> [WHAT THIS EXERCISE ASKS]
a. Do the following statements agree with the court report below? For each, answer yes or no and quote the deciding words from the report.
(i) The petitioner was appointed as a Civil Judge Class II in 1987.
(ii) Several witnesses were examined in the departmental enquiry.
(iii) The State applied for cancellation of bail before the Former Judge.
b. Answer these questions from the court report below.
(i) At what rate of interest are the back wages to be paid?
(ii) In what year was the charge sheet issued to the Former Judge?
(iii) Under which rule did the Former Judge file his appeal against termination?
c. List every section of the IPC that the court report below mentions.

> [PROVIDED TEXT]
┏━━

Madhya Pradesh High Court: In a writ petition filed by a Former District Judge against the rejection of his appeal against his termination after 28 years of blemish-free service, the Division Bench of Atul Sreedharan* and Dinesh Kumar Paliwal, JJ., allowed the petition, holding that the Former Judge was terminated only on account of passing judicial orders without an iota of material to establish corruption even on the anvil of preponderance of probability. Accordingly, the Court restored his pensionary benefits and directed that he be given back wages from the date of termination to the date he would have otherwise superannuated, with interest at 7 percent. The Court also directed the State and the High Court to pay a total of Rs 5 Lakhs to the Former Judge as compensation.
Background
In 1987, the petitioner was appointed as a Civil Judge Class II (‘Civil Judge’) and thereafter promoted to different posts, with the last one being Special Judge, SC/ST (Prevention of Atrocities) Act, 1989. His service record was blemish-free, not a single punishment was awarded to him, and not even a notice was issued to him concerning the discharge of his official duties or otherwise
In 2015, a charge sheet was issued to the Former Judge regarding his practice of allowing certain bail applications while rejecting others from similarly placed accused persons in the same cases. In the departmental enquiry held against him, only one witness was examined, and no documents were exhibited by the prosecution witness, and the enquiry was closed. The Enquiry Officer submitted a detailed enquiry report holding that the charges against the Civil Judge were proved. Aggrieved, the Former Judge filed his reply.
Thereafter, the impugned order was passed whereby the Former Judge was dismissed from service. Against the order of termination, he filed an appeal under Rule 23 of the Madhya Pradesh Civil Services (Classification, Control and Appeal) Rules, 1966 (‘the Rules’), but the same was dismissed.
Hence, the present petition.
Analysis
At the outset, the Court noted that there were allegations of corrupt and extraneous considerations only in the third charge. The Court also noted that none of the accused, whose bail application had been rejected, filed a complaint against the Former Judge. Thus, it could be inferred that none of those accused persons felt that their applications were dismissed for non-gratification of extraneous considerations.
The Court further noted that the Former Judge explained himself thoroughly during the disciplinary proceedings. He explained that he had granted anticipatory bail in those cases where on the date of the application the offences were triable by the Court of Magistrate and were under Sections 420 and 419 of the IPC and Section 3 and 4 of the M.P. Recognized Examinations Act, 1937 (‘MP Exams Act’), which were offences punishable with a maximum sentence of three to seven years. While the applications that he had dismissed mentioned charges under other sections that were added subsequently during investigation, which included offences triable by the Court of Sessions, like those under Sections 467 and 468 of the IPC, i.e., graver offences.
Regarding the enquiry, the Court noted that only one witness was examined, who was the Investigating Officer of the case, where incriminating material was yet to be unearthed against those accused who were granted bail. Undisputedly, he did not level any allegations against the Former Judge and merely stated what he did in the investigation. Documents were not exhibited, though not doing so does not affect the case adversely, as this is a departmental enquiry and strict rules of evidence do not apply. The Court further stated that the entire enquiry process examined the orders passed by the Former Judge threadbare like an Appellate Court. Furthermore, the State neither challenged any of those orders before the High Court for cancellation of bail nor applied for cancellation of bail before the Former Judge during the trial.

┗━━

> [DATA LISTING]
┏━━

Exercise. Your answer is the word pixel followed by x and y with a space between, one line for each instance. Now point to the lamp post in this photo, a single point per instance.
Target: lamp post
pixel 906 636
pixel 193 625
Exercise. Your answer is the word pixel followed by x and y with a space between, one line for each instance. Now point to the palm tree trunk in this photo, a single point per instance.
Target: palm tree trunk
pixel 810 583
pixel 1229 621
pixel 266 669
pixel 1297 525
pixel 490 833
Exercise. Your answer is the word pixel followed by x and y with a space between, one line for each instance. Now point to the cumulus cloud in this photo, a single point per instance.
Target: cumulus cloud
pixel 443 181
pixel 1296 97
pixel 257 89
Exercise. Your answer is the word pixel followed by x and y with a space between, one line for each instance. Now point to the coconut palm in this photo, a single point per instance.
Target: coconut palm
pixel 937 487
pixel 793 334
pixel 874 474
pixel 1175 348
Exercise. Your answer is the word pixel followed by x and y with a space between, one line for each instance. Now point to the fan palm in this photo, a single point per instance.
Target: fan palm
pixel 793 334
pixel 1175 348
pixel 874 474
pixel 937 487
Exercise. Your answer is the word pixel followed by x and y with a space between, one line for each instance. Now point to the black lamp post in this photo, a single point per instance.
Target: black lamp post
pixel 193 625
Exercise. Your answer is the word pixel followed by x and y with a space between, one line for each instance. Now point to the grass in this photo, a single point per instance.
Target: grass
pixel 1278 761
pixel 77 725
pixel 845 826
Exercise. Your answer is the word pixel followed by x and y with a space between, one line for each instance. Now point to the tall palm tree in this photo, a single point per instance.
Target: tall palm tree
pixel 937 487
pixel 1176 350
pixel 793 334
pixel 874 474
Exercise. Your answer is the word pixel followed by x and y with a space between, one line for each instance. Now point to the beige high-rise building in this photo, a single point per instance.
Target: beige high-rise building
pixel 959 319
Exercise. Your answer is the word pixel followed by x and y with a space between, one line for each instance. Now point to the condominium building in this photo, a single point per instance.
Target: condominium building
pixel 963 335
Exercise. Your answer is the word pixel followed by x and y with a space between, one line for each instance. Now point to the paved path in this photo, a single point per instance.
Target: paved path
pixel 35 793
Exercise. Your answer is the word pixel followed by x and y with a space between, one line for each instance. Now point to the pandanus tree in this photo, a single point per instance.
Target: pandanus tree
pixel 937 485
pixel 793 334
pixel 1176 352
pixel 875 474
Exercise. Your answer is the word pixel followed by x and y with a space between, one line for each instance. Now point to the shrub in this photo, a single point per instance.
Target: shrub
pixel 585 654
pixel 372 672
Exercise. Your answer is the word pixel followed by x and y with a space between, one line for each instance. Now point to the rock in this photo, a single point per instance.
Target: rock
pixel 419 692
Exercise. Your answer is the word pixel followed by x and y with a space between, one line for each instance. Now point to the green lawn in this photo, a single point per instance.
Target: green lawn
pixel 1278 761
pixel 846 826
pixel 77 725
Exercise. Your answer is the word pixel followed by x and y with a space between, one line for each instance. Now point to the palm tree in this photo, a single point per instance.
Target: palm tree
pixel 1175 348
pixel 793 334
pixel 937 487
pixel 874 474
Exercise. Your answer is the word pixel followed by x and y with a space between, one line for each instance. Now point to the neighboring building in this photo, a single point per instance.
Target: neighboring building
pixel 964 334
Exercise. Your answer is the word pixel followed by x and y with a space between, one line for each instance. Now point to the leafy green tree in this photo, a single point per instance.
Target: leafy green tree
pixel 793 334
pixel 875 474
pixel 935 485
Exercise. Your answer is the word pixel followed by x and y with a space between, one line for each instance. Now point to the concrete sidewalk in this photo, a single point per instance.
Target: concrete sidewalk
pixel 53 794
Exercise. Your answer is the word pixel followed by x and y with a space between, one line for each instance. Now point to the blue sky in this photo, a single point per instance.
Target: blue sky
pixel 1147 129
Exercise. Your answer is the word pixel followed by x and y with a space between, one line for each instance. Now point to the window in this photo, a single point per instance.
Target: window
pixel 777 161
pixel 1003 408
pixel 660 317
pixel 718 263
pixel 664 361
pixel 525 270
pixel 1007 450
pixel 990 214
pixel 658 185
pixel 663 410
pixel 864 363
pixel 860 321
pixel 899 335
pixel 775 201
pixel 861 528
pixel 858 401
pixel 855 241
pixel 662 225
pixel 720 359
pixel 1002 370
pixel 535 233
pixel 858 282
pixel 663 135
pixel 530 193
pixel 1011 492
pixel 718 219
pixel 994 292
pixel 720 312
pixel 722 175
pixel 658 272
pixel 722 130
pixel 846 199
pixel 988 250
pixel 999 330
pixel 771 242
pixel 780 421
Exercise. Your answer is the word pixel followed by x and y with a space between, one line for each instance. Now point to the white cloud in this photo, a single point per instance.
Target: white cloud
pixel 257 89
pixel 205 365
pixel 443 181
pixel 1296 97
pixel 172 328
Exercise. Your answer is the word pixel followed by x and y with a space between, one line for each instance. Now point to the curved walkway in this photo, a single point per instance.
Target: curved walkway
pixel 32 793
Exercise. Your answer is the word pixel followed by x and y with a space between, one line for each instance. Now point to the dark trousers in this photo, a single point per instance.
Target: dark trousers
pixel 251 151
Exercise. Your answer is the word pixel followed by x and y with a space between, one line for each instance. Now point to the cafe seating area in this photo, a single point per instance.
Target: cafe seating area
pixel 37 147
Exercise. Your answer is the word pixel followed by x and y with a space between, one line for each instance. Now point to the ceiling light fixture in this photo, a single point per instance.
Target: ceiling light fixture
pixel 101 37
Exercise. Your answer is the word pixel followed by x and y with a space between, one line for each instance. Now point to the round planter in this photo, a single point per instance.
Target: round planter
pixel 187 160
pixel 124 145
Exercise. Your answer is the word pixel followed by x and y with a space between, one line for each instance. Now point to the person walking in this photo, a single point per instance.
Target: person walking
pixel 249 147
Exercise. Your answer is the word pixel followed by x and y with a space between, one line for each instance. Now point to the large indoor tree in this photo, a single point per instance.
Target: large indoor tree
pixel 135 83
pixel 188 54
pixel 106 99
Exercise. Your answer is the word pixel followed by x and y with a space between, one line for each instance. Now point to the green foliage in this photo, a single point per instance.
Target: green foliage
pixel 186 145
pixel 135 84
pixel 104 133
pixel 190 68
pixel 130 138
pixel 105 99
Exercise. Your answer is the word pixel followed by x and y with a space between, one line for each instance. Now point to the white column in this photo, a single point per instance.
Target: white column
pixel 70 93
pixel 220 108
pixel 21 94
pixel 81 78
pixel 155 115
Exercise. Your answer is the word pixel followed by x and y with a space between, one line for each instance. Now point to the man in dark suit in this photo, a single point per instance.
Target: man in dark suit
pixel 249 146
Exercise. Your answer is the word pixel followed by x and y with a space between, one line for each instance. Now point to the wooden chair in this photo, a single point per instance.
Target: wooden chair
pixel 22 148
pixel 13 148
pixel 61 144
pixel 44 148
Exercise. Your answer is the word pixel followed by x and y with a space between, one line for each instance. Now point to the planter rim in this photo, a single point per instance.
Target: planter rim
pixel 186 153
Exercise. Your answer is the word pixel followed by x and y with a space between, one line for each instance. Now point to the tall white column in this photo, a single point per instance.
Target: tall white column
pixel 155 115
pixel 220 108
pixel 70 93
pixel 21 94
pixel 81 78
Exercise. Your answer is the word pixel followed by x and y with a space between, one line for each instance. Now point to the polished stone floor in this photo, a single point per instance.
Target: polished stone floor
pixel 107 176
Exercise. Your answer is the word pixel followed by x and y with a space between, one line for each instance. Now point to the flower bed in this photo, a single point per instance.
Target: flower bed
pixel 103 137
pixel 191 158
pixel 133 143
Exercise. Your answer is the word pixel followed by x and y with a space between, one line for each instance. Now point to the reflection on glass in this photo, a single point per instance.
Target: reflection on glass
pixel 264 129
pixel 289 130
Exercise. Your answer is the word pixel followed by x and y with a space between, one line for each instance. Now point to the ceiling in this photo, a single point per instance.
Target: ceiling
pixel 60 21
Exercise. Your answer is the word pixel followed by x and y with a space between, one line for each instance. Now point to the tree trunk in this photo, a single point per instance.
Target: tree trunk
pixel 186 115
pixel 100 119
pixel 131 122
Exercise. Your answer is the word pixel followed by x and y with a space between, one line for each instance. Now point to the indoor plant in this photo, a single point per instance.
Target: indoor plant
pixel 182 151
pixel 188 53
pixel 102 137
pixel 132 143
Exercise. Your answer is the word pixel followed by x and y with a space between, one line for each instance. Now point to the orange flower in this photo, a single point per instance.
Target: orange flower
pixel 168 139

┗━━

> [EXPECTED RESPONSES]
a.
(i) Yes: "In 1987, the petitioner was appointed as a Civil Judge Class II"
(ii) No: "only one witness was examined"
(iii) No: "the State neither challenged any of those orders before the High Court for cancellation of bail nor applied for cancellation of bail before the Former Judge during the trial"

b.
(i) 7 percent
(ii) 2015
(iii) Rule 23 of the Madhya Pradesh Civil Services (Classification, Control and Appeal) Rules, 1966

c. Section 419, Section 420, Section 467, Section 468